§ **DIRECTIONS FOR THIS TASK**
Rewrite the lines below so that every "locate_in_image" becomes "find_in_image", and leave everything else unchanged.

§ **RECORDS**
━━━━━━━━━━

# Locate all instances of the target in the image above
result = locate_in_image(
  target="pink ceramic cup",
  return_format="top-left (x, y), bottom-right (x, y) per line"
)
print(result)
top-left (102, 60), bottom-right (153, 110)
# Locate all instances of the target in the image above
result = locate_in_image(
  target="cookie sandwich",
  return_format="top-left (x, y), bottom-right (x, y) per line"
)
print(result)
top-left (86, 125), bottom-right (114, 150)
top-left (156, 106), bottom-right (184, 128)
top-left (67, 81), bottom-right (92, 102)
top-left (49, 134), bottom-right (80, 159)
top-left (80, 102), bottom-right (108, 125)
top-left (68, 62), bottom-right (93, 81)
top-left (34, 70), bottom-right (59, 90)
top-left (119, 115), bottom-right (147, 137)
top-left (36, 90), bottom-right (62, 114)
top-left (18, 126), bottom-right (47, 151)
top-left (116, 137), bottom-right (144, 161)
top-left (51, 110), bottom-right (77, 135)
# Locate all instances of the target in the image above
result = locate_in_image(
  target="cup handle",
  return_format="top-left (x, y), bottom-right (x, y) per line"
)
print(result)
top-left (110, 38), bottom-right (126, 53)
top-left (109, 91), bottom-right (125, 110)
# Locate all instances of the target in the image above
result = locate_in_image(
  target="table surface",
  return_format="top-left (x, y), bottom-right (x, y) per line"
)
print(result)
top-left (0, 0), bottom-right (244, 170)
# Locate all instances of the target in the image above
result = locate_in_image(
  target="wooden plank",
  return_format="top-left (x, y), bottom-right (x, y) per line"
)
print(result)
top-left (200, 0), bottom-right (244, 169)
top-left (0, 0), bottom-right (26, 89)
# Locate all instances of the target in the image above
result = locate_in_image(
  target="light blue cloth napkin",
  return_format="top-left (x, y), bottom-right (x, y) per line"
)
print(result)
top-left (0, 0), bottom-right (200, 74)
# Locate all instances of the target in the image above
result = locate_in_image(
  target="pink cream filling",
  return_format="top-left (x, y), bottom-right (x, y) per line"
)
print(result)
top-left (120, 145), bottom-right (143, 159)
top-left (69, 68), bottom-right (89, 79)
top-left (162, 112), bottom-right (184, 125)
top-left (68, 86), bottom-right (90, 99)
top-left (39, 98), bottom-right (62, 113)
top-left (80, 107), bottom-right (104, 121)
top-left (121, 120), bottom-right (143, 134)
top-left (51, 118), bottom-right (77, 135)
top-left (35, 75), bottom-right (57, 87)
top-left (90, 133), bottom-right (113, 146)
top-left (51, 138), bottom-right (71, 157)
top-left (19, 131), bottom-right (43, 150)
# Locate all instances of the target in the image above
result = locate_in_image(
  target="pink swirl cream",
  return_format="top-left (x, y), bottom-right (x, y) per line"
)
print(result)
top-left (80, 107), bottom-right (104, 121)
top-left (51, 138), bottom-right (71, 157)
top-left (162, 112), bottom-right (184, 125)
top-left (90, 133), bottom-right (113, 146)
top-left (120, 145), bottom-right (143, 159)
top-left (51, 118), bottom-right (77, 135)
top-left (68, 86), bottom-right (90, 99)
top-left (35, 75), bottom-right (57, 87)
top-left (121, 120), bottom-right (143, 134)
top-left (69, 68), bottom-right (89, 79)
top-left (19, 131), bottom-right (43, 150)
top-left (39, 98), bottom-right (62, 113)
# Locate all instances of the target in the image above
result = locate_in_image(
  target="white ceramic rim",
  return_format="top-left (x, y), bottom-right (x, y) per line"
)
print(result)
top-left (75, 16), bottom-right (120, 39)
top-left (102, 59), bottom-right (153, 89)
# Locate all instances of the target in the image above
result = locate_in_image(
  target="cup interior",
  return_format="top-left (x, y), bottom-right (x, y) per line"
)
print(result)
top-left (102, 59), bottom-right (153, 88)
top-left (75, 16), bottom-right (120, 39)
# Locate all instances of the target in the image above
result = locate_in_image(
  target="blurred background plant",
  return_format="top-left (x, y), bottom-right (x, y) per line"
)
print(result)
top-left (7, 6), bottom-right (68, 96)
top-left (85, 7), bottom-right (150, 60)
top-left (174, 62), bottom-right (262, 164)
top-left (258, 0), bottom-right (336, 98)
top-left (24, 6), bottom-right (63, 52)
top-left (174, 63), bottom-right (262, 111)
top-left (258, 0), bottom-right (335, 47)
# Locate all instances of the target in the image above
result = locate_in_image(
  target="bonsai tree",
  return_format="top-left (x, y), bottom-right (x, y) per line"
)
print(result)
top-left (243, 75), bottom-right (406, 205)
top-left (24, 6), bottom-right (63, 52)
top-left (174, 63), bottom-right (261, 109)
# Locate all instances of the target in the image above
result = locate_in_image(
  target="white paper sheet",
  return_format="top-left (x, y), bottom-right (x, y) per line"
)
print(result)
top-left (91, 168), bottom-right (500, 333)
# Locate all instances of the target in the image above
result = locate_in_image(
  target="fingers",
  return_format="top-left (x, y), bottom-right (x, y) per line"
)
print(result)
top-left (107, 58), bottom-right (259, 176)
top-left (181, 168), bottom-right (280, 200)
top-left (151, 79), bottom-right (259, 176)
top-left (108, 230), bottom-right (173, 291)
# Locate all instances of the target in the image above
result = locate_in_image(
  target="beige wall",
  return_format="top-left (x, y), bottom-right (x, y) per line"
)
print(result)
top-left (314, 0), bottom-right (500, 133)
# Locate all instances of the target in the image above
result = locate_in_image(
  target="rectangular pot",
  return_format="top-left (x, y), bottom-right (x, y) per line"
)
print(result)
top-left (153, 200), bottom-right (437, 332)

━━━━━━━━━━

§ **EXERCISE SOLUTION**
# Locate all instances of the target in the image above
result = find_in_image(
  target="pink ceramic cup",
  return_format="top-left (x, y), bottom-right (x, y) per line"
)
print(result)
top-left (102, 60), bottom-right (153, 110)
# Locate all instances of the target in the image above
result = find_in_image(
  target="cookie sandwich",
  return_format="top-left (x, y), bottom-right (x, y) per line"
)
print(result)
top-left (86, 125), bottom-right (114, 150)
top-left (156, 106), bottom-right (184, 128)
top-left (67, 81), bottom-right (92, 102)
top-left (49, 134), bottom-right (80, 159)
top-left (80, 102), bottom-right (108, 125)
top-left (68, 62), bottom-right (93, 81)
top-left (34, 70), bottom-right (59, 90)
top-left (119, 115), bottom-right (147, 137)
top-left (36, 90), bottom-right (62, 114)
top-left (18, 126), bottom-right (47, 151)
top-left (116, 137), bottom-right (144, 161)
top-left (51, 110), bottom-right (77, 135)
# Locate all instances of the target in the image above
result = find_in_image(
  target="cup handle",
  return_format="top-left (x, y), bottom-right (x, y) per line"
)
print(result)
top-left (110, 38), bottom-right (126, 53)
top-left (109, 91), bottom-right (125, 110)
# Locate all instances of the target in the image above
result = find_in_image(
  target="table surface",
  return_format="top-left (x, y), bottom-right (x, y) per line"
)
print(result)
top-left (0, 0), bottom-right (244, 170)
# Locate all instances of the target in the image above
result = find_in_image(
  target="wooden plank",
  return_format="top-left (x, y), bottom-right (x, y) per line"
)
print(result)
top-left (200, 0), bottom-right (244, 169)
top-left (0, 0), bottom-right (26, 89)
# Locate all instances of the target in the image above
result = find_in_image(
  target="light blue cloth napkin",
  return_format="top-left (x, y), bottom-right (x, y) per line"
)
print(result)
top-left (0, 0), bottom-right (200, 74)
# Locate all instances of the target in the image above
result = find_in_image(
  target="pink cream filling",
  return_format="top-left (x, y), bottom-right (x, y) per line"
)
print(result)
top-left (120, 145), bottom-right (143, 159)
top-left (69, 68), bottom-right (89, 79)
top-left (162, 112), bottom-right (184, 125)
top-left (68, 86), bottom-right (90, 99)
top-left (39, 98), bottom-right (62, 113)
top-left (80, 107), bottom-right (104, 121)
top-left (121, 120), bottom-right (143, 134)
top-left (51, 118), bottom-right (77, 135)
top-left (35, 75), bottom-right (57, 87)
top-left (90, 133), bottom-right (113, 146)
top-left (51, 138), bottom-right (71, 157)
top-left (19, 131), bottom-right (43, 150)
# Locate all instances of the target in the image above
result = find_in_image(
  target="pink swirl cream",
  return_format="top-left (x, y), bottom-right (x, y) per line"
)
print(result)
top-left (80, 107), bottom-right (104, 121)
top-left (51, 138), bottom-right (71, 157)
top-left (162, 112), bottom-right (184, 125)
top-left (90, 133), bottom-right (113, 146)
top-left (120, 145), bottom-right (143, 159)
top-left (51, 118), bottom-right (77, 135)
top-left (68, 86), bottom-right (90, 99)
top-left (35, 75), bottom-right (57, 87)
top-left (121, 120), bottom-right (143, 134)
top-left (69, 68), bottom-right (89, 79)
top-left (19, 131), bottom-right (43, 150)
top-left (39, 98), bottom-right (62, 113)
# Locate all instances of the target in the image above
result = find_in_image(
  target="white ceramic rim",
  return_format="top-left (x, y), bottom-right (x, y) per line"
)
print(result)
top-left (75, 16), bottom-right (120, 39)
top-left (102, 59), bottom-right (153, 89)
# Locate all instances of the target in the image above
result = find_in_image(
  target="cup interior",
  return_format="top-left (x, y), bottom-right (x, y) per line"
)
print(result)
top-left (102, 59), bottom-right (153, 88)
top-left (75, 16), bottom-right (120, 39)
# Locate all instances of the target in the image above
result = find_in_image(
  target="blurred background plant",
  return_format="top-left (x, y), bottom-right (x, y) per line"
)
print(result)
top-left (7, 6), bottom-right (68, 96)
top-left (85, 7), bottom-right (150, 60)
top-left (174, 62), bottom-right (262, 164)
top-left (258, 0), bottom-right (336, 98)
top-left (24, 6), bottom-right (63, 52)
top-left (174, 63), bottom-right (262, 111)
top-left (258, 0), bottom-right (335, 47)
# Locate all instances of the target in the image above
result = find_in_image(
  target="bonsai tree",
  return_format="top-left (x, y), bottom-right (x, y) per line"
)
print(result)
top-left (243, 75), bottom-right (406, 205)
top-left (24, 6), bottom-right (63, 52)
top-left (174, 63), bottom-right (261, 109)
# Locate all instances of the target in the image above
result = find_in_image(
  target="white paper sheet",
  return_format="top-left (x, y), bottom-right (x, y) per line"
)
print(result)
top-left (91, 168), bottom-right (500, 333)
# Locate all instances of the target in the image above
result = find_in_image(
  target="fingers",
  return_format="top-left (x, y), bottom-right (x, y) per line"
)
print(result)
top-left (107, 58), bottom-right (259, 176)
top-left (181, 168), bottom-right (280, 200)
top-left (151, 79), bottom-right (259, 176)
top-left (108, 230), bottom-right (173, 291)
# Locate all instances of the target in the image above
result = find_in_image(
  target="beige wall",
  return_format="top-left (x, y), bottom-right (x, y) per line"
)
print(result)
top-left (314, 0), bottom-right (500, 133)
# Locate all instances of the target in the image above
result = find_in_image(
  target="rectangular pot",
  return_format="top-left (x, y), bottom-right (x, y) per line"
)
print(result)
top-left (153, 200), bottom-right (437, 332)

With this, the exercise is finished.